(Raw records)
==============================

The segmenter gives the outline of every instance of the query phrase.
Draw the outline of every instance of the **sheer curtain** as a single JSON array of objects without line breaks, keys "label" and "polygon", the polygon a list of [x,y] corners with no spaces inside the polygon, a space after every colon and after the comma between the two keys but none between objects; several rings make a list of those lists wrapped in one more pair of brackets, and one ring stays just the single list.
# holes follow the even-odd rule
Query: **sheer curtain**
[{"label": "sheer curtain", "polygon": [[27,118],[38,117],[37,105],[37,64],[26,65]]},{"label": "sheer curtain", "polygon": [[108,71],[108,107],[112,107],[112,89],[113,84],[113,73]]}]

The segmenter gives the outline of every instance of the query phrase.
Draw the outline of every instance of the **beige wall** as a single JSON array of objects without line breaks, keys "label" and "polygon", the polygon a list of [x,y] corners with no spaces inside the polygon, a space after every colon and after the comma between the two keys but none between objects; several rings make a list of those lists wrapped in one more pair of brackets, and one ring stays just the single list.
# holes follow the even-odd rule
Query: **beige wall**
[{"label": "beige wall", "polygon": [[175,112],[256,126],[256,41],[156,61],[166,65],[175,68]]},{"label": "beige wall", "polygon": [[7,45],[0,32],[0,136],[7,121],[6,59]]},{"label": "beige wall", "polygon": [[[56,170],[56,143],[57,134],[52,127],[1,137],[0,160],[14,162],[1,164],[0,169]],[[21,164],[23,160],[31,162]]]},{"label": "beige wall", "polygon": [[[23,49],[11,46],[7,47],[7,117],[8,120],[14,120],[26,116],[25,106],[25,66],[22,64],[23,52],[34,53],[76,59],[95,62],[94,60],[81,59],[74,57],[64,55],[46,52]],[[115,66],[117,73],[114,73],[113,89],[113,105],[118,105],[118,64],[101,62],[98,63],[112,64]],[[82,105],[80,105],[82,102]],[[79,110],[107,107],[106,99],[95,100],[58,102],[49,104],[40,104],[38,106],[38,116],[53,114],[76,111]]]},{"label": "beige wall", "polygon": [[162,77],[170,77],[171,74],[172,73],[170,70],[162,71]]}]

==============================

OBJECTIVE: Count the lines in the rows above that contain the string "curtain", with case counting, and reply with the number alone.

TASK RESULT: 3